**PROBLEM DESCRIPTION**
Rewrite everything in the patent text from "The present invention" down to "for washing laundry.", swapping "storage tank" for "reservoir" wherever it occurs.
-- START READING PASSAGE --
WASHING MACHINE WITH A STORAGE TANK FOR REUSING WATER AND METHOD FOR CARRYING OUT A WATER REUSE STEP

Abstract

A washing machine comprises a tub in which a drum is rotatably mounted, and a storage tank having a flow connection to the tub via a feeding line provided with a pump and a three-port valve adapted to drive the flow to the drain or to the storage tank, rinsing fluid being stored in the storage tank for subsequent reuse. The washing machine further comprises a return pipe connecting the storage tank to the tub by means of a two-port valve, on such return line an auxiliary pump being placed and being used either for emptying the storage tank or for carrying out a spray washing.

Description

CROSS-REFERENCE TO RELATED APPLICATIONS

This application claims the benefit of European Patent Application No. 13159882.3, filed Mar. 19, 2013, which is incorporated herein by reference in its entirety.

BACKGROUND

The present invention relates to a washing machine comprising a tub in which a drum is rotatably mounted, and a storage tank having a flow connection to the tub via a feeding line provided with a pump and a three-port valve adapted to drive the flow to a drain or to said storage tank. According to such features, a rinsing fluid can be stored in the storage tank and used in a subsequent washing cycle in order to reduce the overall amount of water used for washing laundry.
-- END READING PASSAGE --
-- START EXCERPTED DATA --
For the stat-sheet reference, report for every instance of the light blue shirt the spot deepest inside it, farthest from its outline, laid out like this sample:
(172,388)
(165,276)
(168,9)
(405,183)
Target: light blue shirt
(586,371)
-- END EXCERPTED DATA --
**SOLVED EXERCISE**
The present invention relates to a washing machine comprising a tub in which a drum is rotatably mounted, and a reservoir having a flow connection to the tub via a feeding line provided with a pump and a three-port valve adapted to drive the flow to a drain or to said reservoir. According to such features, a rinsing fluid can be stored in the reservoir and used in a subsequent washing cycle in order to reduce the overall amount of water used for washing laundry.